··· SUPPLIED TEXT ···

Problem Sets

If you haven't worked with open sets before or need a refresher, try proving these results. These are all standard results, but please try to prove them without looking them up. Do not turn these in; the first graded problem set will be assigned next week.

1. Let \((X,d)\) be a metric space, let \(x\in X\), let \(r>0\). Show that \(B(x,r)=\{y\in X\mid d(x,y) < r\}\) is an open set.
2. Recall the usual \(\epsilon\)-\(\delta\) definitions of limits and continuity.
   1. Show that the \(\epsilon\)-\(\delta\) definition of limits is equivalent to the open set definition.
   2. Show that the \(\epsilon\)-\(\delta\) definition of continuity is equivalent to the open set definition.
3. Let \((X,\mathscr{S})\), \((Y,\mathscr{T})\) be topological spaces and let \(f\from X\to Y\) be a continuous map. Show that if \(x_n\to a\), then \(f(x_n) \to f(a)\).

··· STORED DATA ···

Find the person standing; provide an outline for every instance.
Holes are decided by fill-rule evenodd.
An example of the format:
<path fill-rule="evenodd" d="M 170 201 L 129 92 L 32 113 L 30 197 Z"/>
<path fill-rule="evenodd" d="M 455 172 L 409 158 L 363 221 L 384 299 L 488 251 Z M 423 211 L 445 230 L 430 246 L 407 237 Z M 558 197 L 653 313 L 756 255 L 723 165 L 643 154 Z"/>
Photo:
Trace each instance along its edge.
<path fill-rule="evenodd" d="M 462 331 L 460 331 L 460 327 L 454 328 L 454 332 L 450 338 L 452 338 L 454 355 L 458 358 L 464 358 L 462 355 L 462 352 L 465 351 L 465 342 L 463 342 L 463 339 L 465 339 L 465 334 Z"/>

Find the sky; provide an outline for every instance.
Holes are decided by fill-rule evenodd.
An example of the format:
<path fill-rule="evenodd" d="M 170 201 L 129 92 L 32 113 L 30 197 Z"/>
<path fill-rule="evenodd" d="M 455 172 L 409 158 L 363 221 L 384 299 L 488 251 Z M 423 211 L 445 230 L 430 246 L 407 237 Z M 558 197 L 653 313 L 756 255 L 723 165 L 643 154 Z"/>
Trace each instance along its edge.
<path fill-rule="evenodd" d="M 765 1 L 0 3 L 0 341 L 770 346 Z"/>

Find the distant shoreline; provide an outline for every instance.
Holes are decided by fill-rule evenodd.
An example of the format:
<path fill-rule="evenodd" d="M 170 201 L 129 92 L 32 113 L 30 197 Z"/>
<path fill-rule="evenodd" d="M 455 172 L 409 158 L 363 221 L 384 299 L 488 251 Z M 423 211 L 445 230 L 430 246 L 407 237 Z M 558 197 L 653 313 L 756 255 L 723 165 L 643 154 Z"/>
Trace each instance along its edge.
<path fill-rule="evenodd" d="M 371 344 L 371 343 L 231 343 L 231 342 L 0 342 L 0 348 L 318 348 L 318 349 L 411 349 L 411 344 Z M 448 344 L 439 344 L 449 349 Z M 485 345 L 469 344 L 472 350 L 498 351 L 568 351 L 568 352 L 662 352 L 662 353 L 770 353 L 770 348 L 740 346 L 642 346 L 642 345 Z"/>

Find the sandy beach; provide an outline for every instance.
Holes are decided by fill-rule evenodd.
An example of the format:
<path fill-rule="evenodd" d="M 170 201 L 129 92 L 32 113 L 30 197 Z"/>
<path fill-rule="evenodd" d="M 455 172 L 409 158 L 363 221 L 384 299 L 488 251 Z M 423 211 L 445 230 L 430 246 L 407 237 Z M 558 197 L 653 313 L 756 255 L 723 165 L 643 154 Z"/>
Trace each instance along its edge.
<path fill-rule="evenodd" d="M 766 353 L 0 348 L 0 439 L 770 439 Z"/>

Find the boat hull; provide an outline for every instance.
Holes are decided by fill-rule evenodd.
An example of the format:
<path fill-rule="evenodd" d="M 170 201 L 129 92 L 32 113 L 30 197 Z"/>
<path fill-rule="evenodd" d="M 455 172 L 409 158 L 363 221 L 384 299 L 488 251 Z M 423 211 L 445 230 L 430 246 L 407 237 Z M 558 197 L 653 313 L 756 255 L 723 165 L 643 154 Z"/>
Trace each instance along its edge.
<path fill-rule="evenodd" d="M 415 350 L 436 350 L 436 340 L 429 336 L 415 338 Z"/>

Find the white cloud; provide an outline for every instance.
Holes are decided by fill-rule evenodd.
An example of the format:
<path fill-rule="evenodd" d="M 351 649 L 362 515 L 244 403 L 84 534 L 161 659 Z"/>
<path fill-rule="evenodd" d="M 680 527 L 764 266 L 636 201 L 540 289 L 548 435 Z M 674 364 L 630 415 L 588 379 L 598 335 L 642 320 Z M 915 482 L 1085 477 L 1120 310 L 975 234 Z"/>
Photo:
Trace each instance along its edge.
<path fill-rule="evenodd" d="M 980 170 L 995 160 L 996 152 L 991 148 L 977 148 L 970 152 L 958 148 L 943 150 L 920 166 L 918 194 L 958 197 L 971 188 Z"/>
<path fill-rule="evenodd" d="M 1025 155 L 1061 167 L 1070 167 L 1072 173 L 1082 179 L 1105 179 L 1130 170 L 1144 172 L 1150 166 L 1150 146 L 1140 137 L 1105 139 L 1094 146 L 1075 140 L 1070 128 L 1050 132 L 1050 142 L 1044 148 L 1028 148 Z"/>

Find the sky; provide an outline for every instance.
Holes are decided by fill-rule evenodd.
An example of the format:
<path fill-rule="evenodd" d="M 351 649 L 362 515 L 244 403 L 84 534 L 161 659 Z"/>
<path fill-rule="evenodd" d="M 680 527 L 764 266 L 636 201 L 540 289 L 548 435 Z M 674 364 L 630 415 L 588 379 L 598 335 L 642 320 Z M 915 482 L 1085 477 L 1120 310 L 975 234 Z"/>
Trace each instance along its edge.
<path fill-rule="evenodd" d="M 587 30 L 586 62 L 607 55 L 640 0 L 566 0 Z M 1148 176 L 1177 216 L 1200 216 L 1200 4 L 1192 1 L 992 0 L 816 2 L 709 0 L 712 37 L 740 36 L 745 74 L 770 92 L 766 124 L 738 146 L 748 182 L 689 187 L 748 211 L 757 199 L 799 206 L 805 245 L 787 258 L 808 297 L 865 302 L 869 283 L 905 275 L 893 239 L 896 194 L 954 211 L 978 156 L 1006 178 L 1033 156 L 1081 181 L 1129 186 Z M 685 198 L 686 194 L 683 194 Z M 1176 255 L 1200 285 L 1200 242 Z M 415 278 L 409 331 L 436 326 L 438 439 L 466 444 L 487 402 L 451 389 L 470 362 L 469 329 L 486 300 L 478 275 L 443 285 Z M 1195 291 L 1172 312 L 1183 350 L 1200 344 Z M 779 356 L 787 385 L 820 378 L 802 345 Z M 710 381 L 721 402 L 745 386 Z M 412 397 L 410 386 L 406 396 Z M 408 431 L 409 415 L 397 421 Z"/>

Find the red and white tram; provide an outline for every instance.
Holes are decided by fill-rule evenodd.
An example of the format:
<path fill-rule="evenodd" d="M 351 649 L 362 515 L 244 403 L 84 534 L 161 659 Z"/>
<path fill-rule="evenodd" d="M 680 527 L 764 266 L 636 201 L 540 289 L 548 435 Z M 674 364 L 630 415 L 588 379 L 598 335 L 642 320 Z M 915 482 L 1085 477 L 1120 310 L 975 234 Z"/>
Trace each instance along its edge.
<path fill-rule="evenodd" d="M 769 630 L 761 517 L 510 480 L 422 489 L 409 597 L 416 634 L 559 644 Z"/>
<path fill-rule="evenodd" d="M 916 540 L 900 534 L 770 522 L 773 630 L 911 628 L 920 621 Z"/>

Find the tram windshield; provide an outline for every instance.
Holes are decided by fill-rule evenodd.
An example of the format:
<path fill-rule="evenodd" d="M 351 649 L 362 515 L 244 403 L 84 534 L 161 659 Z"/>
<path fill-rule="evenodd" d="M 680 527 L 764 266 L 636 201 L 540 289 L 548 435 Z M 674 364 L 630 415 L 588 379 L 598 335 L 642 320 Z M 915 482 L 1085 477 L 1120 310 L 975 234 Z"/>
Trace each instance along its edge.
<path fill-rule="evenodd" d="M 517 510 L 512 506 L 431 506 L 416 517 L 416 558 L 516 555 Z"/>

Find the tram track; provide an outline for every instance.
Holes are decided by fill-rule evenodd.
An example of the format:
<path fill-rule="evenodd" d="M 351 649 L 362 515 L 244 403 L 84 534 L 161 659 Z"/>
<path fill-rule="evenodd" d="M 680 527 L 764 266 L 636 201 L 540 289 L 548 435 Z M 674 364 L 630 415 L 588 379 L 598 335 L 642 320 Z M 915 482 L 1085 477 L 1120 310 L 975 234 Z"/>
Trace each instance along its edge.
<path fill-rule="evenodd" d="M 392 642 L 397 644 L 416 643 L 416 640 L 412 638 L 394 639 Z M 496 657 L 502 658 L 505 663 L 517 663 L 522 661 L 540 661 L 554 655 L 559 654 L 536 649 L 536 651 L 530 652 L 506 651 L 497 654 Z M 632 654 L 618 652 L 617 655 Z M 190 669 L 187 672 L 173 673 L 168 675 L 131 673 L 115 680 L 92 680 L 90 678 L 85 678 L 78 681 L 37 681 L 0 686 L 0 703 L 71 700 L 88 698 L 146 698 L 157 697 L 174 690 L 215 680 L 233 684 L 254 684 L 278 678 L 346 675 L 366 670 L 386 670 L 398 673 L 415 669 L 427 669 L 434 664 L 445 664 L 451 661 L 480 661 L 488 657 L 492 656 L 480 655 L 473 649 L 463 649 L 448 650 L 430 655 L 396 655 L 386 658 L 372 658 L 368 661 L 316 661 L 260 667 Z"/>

···

[WRITTEN TASKS]
a) When does the open sets problem set say the first graded problem set will be assigned?
b) Pick up the open sets problem set after its final problem and continue it.

[OUTPUTS BY TASK]
a) Next week.

b)
4. Let \(X\) be a topological space. Suppose that \(a,b\in X\), \(a\ne b\), but that every sequence such that \(x_n \to a\) also satisfies \(x_n \to b\). What does this imply about \(X\), \(a\), and \(b\)?

1. Let \(B_\Q=\{(a,b)\subset \R\mid a,b\in \Q\}\) be the set of open intervals with rational endpoints. Show that \(B_\Q\) is a basis for a topology on \(\R\) and that it generates the standard topology on \(\R\).
2. (Munkres, p. 92, #9) Show that the lexicographic order topology on \(\R\times \R\) is equal to the product topology \(\R_d\times \R\), where \(\R_d\) is the discrete topology on \(\R\).

For the next two problems, we say that a set \(S\subset \R\) is cofinite if there are only finitely many real numbers that are not in \(S\). Let \(\mathscr{T}\) be the set of cofinite subsets of \(\R\) along with the empty set.

3. • Show that \(\mathscr{T}\) is a topology.
   • Show that the sequence \(1,2,3,\dots\) converges to any real number in the cofinite topology.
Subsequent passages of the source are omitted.